• **STATED PROBLEM**: Turn each line of the records below into a row of a Markdown table with two columns: Row, holding the row number, and Line, holding the line itself. Leave out any blank lines.

• **DATA ENTRIES**:

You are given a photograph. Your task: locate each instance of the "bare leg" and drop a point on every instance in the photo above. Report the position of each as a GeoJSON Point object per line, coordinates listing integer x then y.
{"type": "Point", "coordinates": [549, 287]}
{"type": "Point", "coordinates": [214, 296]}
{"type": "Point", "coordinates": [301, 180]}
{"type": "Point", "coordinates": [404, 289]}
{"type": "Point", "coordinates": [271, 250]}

• **RESPONSE TO THIS TASK**:
| Row | Line |
|---|---|
| 1 | You are given a photograph. Your task: locate each instance of the "bare leg" and drop a point on every instance in the photo above. Report the position of each as a GeoJSON Point object per line, coordinates listing integer x then y. |
| 2 | {"type": "Point", "coordinates": [549, 287]} |
| 3 | {"type": "Point", "coordinates": [214, 296]} |
| 4 | {"type": "Point", "coordinates": [301, 180]} |
| 5 | {"type": "Point", "coordinates": [404, 289]} |
| 6 | {"type": "Point", "coordinates": [271, 250]} |